> [Task brief] Copy word for word the lines of the material below, starting with the line containing "Draw the outline of every instance of the white" and going on through the end of the material.

## Start Dataset excerpts

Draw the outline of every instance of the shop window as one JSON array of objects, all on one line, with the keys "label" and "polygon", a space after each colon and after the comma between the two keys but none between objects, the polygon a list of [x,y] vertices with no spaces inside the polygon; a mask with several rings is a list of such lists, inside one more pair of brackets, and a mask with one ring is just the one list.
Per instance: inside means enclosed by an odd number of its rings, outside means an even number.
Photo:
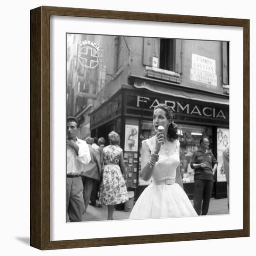
[{"label": "shop window", "polygon": [[229,94],[229,42],[222,43],[222,86],[223,92],[225,94]]},{"label": "shop window", "polygon": [[174,39],[160,39],[159,68],[175,71],[175,42]]}]

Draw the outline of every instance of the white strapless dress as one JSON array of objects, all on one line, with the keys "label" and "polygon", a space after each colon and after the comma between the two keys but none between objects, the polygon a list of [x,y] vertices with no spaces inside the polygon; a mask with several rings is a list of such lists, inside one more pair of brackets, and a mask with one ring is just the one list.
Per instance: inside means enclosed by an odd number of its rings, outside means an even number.
[{"label": "white strapless dress", "polygon": [[[181,186],[163,184],[167,179],[175,179],[176,169],[180,164],[180,142],[175,140],[168,154],[163,147],[154,168],[152,184],[143,191],[134,205],[129,219],[144,219],[197,215],[187,194]],[[145,140],[151,151],[155,148],[155,136]]]}]

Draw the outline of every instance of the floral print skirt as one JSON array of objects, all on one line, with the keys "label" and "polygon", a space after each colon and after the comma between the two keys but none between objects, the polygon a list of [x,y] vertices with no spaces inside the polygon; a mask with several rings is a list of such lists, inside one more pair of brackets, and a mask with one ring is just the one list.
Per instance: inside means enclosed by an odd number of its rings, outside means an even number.
[{"label": "floral print skirt", "polygon": [[119,166],[113,164],[105,165],[100,187],[99,203],[118,204],[128,199],[125,182]]}]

## End Dataset excerpts

> [Output for this exercise]
Draw the outline of every instance of the white strapless dress as one JSON array of objects, all on one line, with the keys "label" and "polygon", a space after each colon and after the comma between the two keys but none between objects, the polygon a list of [x,y] vertices with no spaces inside the polygon; a mask with several rings is a list of such lists, inside one more pair of brackets, and a mask with one ring is just the one list.
Per instance: inside means enclosed by an odd number of its rings, outside means an even number.
[{"label": "white strapless dress", "polygon": [[[181,186],[163,184],[167,179],[175,179],[176,169],[180,164],[180,142],[175,140],[168,154],[163,147],[154,168],[152,184],[143,191],[134,205],[129,219],[144,219],[197,215],[187,194]],[[145,140],[151,151],[155,148],[155,136]]]}]

Draw the outline of every instance of the floral print skirt as one JSON array of objects, all on one line, with the keys "label" and "polygon", a space after each colon and after the comma between the two keys but none between objects, the polygon a list of [x,y] vertices with no spaces inside the polygon; a mask with several rings is a list of such lists, inside one more pair of brackets, and a mask with one ring is just the one list.
Per instance: inside means enclosed by an odd number of its rings, outside means an even number.
[{"label": "floral print skirt", "polygon": [[119,166],[113,164],[105,165],[100,187],[99,203],[118,204],[128,199],[125,182]]}]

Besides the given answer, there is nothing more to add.